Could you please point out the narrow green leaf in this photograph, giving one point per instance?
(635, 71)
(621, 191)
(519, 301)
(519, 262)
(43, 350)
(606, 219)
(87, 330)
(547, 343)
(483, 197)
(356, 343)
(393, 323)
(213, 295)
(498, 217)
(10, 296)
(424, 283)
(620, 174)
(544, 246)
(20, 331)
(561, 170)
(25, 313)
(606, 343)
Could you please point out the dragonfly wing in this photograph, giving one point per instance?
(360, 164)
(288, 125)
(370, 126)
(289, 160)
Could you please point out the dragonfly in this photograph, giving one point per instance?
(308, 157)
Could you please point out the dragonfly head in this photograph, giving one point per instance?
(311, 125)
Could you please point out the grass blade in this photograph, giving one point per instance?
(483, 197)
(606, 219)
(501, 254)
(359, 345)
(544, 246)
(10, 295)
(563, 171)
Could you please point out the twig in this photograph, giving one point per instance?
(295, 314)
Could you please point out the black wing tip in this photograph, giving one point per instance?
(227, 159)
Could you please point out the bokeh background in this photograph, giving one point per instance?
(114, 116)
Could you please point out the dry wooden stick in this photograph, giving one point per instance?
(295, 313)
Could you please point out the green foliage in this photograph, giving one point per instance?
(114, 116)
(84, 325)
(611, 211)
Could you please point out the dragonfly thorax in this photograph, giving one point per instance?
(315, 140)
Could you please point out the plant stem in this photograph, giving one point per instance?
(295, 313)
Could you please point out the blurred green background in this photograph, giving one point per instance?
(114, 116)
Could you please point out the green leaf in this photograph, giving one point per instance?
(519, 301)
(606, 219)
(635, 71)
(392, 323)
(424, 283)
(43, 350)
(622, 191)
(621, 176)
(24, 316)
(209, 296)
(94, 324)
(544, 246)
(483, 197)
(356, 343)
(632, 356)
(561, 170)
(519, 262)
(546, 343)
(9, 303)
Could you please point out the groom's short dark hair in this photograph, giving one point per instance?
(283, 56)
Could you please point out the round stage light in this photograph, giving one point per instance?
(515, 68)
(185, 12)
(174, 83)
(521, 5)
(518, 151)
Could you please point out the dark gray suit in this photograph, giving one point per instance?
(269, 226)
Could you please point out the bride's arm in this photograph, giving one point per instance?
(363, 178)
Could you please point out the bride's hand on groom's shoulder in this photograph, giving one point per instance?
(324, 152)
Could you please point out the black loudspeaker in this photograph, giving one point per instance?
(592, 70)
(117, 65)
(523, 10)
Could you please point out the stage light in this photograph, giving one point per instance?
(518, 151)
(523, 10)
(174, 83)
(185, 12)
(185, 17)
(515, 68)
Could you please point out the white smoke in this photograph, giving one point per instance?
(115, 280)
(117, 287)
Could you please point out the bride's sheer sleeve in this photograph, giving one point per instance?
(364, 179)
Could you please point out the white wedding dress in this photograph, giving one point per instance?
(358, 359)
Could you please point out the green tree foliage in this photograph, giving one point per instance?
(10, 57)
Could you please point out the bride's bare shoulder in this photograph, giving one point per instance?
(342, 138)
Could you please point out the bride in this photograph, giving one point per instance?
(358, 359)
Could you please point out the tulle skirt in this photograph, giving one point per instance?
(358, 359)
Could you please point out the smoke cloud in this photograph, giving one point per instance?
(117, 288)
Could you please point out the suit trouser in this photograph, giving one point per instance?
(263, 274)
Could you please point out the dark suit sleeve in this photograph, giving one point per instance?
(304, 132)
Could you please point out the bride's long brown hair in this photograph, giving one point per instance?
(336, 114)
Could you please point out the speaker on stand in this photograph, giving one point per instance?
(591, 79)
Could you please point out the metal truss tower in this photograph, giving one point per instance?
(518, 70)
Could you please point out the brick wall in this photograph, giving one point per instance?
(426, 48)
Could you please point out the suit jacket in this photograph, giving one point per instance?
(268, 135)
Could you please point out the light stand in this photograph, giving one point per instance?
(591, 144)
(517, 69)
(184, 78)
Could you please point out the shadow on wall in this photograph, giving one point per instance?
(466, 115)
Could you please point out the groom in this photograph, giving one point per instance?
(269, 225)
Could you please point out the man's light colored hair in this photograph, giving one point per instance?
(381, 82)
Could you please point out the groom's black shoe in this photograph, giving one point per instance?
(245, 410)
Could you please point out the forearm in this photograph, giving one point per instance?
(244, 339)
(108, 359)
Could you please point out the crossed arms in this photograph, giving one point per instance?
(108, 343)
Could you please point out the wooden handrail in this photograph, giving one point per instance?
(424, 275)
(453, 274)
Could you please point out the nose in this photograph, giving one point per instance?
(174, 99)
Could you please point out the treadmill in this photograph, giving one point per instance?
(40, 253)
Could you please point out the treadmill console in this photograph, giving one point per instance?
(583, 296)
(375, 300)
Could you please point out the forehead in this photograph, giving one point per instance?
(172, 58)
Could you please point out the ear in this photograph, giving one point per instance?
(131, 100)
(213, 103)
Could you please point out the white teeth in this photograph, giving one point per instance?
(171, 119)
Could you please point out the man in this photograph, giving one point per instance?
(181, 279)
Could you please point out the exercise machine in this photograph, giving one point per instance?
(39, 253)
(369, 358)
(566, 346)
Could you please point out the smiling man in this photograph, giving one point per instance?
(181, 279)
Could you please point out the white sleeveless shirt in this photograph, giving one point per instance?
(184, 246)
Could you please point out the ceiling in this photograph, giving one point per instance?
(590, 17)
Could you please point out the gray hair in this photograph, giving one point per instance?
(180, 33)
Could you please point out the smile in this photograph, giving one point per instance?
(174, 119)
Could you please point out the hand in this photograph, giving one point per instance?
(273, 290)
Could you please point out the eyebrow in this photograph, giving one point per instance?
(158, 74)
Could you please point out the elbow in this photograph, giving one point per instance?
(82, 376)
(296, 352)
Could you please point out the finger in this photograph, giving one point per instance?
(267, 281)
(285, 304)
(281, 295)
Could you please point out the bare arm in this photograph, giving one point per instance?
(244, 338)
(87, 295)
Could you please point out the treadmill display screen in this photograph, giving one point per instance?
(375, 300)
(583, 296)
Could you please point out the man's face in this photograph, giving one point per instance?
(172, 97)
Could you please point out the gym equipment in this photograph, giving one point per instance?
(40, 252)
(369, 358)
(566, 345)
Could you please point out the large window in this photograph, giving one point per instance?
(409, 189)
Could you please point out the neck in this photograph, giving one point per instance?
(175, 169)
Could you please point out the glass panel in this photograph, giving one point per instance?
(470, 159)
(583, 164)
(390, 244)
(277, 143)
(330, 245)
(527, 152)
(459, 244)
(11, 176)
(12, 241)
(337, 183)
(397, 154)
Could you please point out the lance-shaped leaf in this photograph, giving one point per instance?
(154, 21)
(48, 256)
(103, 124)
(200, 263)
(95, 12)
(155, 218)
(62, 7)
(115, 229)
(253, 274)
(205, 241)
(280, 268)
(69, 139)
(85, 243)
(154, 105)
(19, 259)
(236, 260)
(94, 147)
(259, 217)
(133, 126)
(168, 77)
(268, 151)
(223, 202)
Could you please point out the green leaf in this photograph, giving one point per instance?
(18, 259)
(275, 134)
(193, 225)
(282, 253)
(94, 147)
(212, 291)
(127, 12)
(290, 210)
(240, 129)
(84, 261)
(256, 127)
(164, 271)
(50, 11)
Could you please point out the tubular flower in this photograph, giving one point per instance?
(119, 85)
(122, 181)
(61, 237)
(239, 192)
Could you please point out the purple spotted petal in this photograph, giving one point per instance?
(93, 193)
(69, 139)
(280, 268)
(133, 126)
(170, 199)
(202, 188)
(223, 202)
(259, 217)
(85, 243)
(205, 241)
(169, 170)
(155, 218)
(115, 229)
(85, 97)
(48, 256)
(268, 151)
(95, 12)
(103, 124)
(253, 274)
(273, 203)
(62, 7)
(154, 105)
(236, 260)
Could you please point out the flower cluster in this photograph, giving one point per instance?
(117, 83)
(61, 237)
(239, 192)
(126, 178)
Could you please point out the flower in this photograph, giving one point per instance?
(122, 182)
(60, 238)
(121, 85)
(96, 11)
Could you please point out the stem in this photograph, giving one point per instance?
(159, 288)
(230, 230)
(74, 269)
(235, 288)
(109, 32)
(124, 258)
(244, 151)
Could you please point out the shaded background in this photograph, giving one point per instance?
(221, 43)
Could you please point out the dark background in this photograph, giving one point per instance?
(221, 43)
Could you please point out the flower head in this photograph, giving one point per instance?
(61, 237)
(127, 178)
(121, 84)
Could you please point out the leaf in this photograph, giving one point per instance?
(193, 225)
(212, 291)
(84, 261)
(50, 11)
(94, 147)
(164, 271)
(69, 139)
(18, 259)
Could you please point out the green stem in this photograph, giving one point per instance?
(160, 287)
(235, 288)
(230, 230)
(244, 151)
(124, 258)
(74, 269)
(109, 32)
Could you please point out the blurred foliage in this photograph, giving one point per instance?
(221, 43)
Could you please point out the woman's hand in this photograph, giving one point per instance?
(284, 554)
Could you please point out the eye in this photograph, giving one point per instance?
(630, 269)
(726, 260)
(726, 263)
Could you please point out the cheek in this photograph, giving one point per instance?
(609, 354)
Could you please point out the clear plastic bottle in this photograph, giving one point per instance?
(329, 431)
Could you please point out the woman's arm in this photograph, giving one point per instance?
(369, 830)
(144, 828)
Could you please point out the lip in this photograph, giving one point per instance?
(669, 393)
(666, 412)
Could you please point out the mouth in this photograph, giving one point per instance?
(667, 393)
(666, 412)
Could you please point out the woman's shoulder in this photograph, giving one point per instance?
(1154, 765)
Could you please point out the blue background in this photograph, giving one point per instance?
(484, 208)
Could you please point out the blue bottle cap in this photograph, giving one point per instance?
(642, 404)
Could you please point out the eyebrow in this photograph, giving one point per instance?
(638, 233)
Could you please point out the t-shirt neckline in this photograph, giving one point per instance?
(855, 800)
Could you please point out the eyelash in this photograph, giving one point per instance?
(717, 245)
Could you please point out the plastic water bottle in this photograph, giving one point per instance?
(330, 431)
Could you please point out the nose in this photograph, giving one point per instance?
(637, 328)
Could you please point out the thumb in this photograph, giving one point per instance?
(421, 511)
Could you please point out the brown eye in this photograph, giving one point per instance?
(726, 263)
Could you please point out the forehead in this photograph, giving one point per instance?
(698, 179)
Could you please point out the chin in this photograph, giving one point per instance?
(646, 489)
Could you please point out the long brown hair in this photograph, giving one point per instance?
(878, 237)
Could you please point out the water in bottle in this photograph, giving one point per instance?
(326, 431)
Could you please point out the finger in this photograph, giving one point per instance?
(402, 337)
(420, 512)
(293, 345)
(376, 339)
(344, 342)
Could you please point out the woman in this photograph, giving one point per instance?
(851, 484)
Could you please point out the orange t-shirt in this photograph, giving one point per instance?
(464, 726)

* What is being asked: The answer consists only of the lines from the one containing "Could you please point out the chin" to the end of the records, each written out exactly.

* Solution to this task:
Could you please point out the chin in this photograph, giving one point per instance?
(646, 489)
Could you please point out the long brown hair in this photograph, giving one point per instance?
(878, 237)
Could you please point out the water in bottle in this photograph, giving one point per instance?
(326, 431)
Could you please point out the finger in this photograph, giving one point per instance?
(402, 337)
(420, 512)
(293, 345)
(376, 339)
(344, 342)
Could you please point out the woman in this photograph, giving one point per instance?
(851, 484)
Could you please point out the orange t-shirt in this photograph, giving one point per instance?
(464, 726)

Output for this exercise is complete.